::: TEXT PASSAGE :::
We evaluated the risk of AGT (i-IGT, i-IFG, IFG+IGT and diabetes) using both the insulin demand–adequacy method and the RAD method based on follow-up glucose tolerance records. For the insulin demand–adequacy method, we stratified all participants into four groups based on the median values of insulin demand and insulin adequacy at baseline: low demand–high adequacy (LD–HA), high demand–high adequacy (HD–HA), high demand–low adequacy (HD–LA) and low demand–low adequacy (LD–LA). The insulin demand–adequacy distributions of participants are shown in ESM Fig. 6a–c for children and adults. We considered the HD–LA group as the at-risk group, due to having the highest insulin demand but lowest insulin adequacy, and combined the LD–HA, HD–HA, and LD–LA groups as the reference group (Table 2). To keep the sample size of participants in the at-risk group relatively consistent with the insulin demand–adequacy method, we considered participants with RAD values below the 25th percentile as the at-risk group when using the RAD method, and regarded those above the 25th percentile as the reference group (Table 2). The findings showed that the HD–LA group had a higher risk of AGT compared with the reference group when assessed using the insulin demand–adequacy method, with statistical significance only in the fasting and late phase of the OGTT (fasting-phase OR=1.55 [95% CI 1.04, 2.30]; early-phase OR=1.35 [95% CI 0.88, 2.04]; late-phase OR=2.62 [95% CI 1.72, 4.02]). Accordingly, using the RAD method, participants with RAD values below the 25th percentile had a higher risk of AGT compared with those with RAD values above the 25th percentile, with statistical significance in all three phases of the OGTT (fasting-phase OR=1.86 [95% CI 1.18, 2.91]; early-phase OR=1.99 [95% CI 1.24, 3.19]; late-phase OR=2.49 [95% CI 1.57, 3.97]). The base model to evaluate the risk of AGT was adjusted for age and sex, with an AUC-ROC value of 0.578.
:::
EXERCISE INSTRUCTIONS.
1. List the four groups into which the passage on insulin demand and glucose tolerance stratifies participants under the insulin demand–adequacy method.
2. Extend the passage on insulin demand and glucose tolerance with a few sentences that pick up after its final sentence.
::: GIVEN DATA :::
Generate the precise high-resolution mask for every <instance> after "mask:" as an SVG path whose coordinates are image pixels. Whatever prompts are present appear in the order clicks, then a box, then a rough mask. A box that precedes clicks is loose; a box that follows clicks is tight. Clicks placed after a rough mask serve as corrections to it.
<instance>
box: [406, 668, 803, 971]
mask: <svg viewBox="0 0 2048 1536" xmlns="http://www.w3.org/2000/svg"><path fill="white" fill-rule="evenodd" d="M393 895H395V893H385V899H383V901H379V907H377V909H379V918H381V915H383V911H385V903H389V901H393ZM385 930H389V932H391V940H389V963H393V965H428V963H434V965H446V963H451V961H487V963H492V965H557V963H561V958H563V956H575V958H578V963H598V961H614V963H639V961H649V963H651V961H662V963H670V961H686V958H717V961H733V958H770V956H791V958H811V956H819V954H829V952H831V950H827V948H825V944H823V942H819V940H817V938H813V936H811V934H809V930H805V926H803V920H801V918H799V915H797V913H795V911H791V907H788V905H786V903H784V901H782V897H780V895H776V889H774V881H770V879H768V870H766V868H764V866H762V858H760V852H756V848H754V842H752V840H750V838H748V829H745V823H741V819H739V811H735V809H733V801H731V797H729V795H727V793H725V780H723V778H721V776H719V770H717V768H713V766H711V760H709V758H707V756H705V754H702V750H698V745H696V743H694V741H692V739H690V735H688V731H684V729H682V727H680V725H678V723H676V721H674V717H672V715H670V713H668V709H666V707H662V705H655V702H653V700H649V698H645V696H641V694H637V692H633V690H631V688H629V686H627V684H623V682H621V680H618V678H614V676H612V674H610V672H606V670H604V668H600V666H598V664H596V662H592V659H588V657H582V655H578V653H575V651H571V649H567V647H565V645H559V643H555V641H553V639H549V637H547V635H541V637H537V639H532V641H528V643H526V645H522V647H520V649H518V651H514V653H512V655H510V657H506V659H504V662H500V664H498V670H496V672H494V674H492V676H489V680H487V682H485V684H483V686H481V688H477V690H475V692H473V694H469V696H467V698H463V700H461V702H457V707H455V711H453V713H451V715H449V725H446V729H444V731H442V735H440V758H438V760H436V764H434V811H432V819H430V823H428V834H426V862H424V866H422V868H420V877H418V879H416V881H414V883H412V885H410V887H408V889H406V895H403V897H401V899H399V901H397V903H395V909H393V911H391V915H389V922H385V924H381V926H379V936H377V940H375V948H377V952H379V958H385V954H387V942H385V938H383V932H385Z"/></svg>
:::
RESULTS FOR THE EXERCISE.
1.
1. Low demand–high adequacy (LD–HA)
2. High demand–high adequacy (HD–HA)
3. High demand–low adequacy (HD–LA)
4. Low demand–low adequacy (LD–LA)

2.
Table 2 Performance of the insulin demand–adequacy method and the RAD method in evaluating the risk of AGT

We used the insulin demand–adequacy method and the RAD method models to evaluate the risk of AGT in the three OGTT phases. We observed the highest AUC-ROC, NRI and IDI values in the late phase of the OGTT, compared with the fasting phase and the early phase, using both methods (Table 2). When comparing between the two methods, the RAD method was more stable and efficient than the insulin demand–adequacy method as the NRI and IDI values were all significant in the three OGTT phases, while the NRI and IDI values derived using the insulin demand–adequacy method were non-significant in the early phase of the OGTT (Table 2). We built a glycaemic trajectory by selecting adult participants with NGT at baseline and then comparing the baseline RAD values according to glycaemic status at the follow-up visit. The NGT at baseline–NGT at follow-up group had higher RAD values than the NGT at baseline–AGT at follow-up group in all three phases of the OGTT, with differences between groups being statistically significant in the early phase and late phase of the OGTT (ESM Table 6), which was in accordance with the RAD results above.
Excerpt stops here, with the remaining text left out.